┌─ INPUT DATA
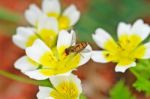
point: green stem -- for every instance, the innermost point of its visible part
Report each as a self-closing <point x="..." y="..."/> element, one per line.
<point x="25" y="80"/>
<point x="134" y="72"/>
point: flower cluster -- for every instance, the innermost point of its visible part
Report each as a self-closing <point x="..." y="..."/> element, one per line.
<point x="52" y="52"/>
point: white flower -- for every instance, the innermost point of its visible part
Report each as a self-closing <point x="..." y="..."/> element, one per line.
<point x="64" y="87"/>
<point x="127" y="49"/>
<point x="48" y="61"/>
<point x="46" y="30"/>
<point x="52" y="8"/>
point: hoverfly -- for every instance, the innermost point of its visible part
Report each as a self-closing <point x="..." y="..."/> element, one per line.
<point x="76" y="48"/>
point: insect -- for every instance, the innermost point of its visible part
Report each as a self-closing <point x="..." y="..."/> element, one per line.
<point x="76" y="48"/>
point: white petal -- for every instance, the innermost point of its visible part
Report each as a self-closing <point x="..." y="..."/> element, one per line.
<point x="100" y="37"/>
<point x="99" y="57"/>
<point x="72" y="13"/>
<point x="24" y="64"/>
<point x="119" y="68"/>
<point x="147" y="53"/>
<point x="35" y="74"/>
<point x="32" y="14"/>
<point x="44" y="93"/>
<point x="141" y="29"/>
<point x="123" y="28"/>
<point x="85" y="55"/>
<point x="48" y="23"/>
<point x="37" y="50"/>
<point x="22" y="35"/>
<point x="56" y="80"/>
<point x="64" y="39"/>
<point x="51" y="6"/>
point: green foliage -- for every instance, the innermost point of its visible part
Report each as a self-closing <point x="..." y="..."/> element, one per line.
<point x="82" y="96"/>
<point x="108" y="13"/>
<point x="120" y="91"/>
<point x="142" y="73"/>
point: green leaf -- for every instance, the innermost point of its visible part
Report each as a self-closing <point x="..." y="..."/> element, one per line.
<point x="120" y="91"/>
<point x="107" y="14"/>
<point x="142" y="73"/>
<point x="82" y="96"/>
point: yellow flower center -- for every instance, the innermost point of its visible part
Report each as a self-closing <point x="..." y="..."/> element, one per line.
└─
**AIM OF THE EXERCISE**
Write out all the entries above again with "innermost point" switched to "central point" everywhere and nothing else changed. Leave out the pictures.

**COMPLETE RESPONSE**
point: green stem -- for every instance, the central point of its visible part
Report each as a self-closing <point x="..." y="..."/> element, one per line.
<point x="25" y="80"/>
<point x="134" y="72"/>
point: flower cluster -- for every instance, the central point of its visible part
Report each as a self-closing <point x="..." y="..."/> element, one per line.
<point x="52" y="52"/>
point: white flower -- for every instance, the central point of its visible part
Report each as a self-closing <point x="..." y="..."/> element, one per line.
<point x="64" y="87"/>
<point x="127" y="49"/>
<point x="48" y="61"/>
<point x="46" y="30"/>
<point x="52" y="8"/>
point: hoverfly -- for every instance, the central point of its visible part
Report each as a self-closing <point x="..." y="..."/> element, one per line.
<point x="76" y="48"/>
point: insect -- for every instance, the central point of its visible part
Report each as a self-closing <point x="..." y="..."/> element, one per line.
<point x="76" y="48"/>
point: white petal -- for every instance, the central point of its visible part
Report each as a self-closing <point x="..." y="..."/> element, one per line.
<point x="100" y="37"/>
<point x="99" y="57"/>
<point x="72" y="13"/>
<point x="24" y="64"/>
<point x="119" y="68"/>
<point x="147" y="53"/>
<point x="35" y="74"/>
<point x="32" y="14"/>
<point x="44" y="93"/>
<point x="141" y="29"/>
<point x="123" y="28"/>
<point x="85" y="55"/>
<point x="48" y="23"/>
<point x="37" y="50"/>
<point x="22" y="35"/>
<point x="56" y="80"/>
<point x="64" y="39"/>
<point x="51" y="6"/>
point: green foliage -- for every instance, the central point of its visible part
Report each as a self-closing <point x="..." y="..."/> element, one per line.
<point x="82" y="96"/>
<point x="108" y="13"/>
<point x="120" y="91"/>
<point x="142" y="73"/>
point: green leaf -- for every instance, the central point of its visible part
Report each as a self-closing <point x="..." y="..."/> element, one per line.
<point x="120" y="91"/>
<point x="107" y="14"/>
<point x="142" y="73"/>
<point x="82" y="96"/>
point: yellow flower center -- for every instance, the central point of its visible part
Report each as a self-closing <point x="..." y="..."/> element, one per line.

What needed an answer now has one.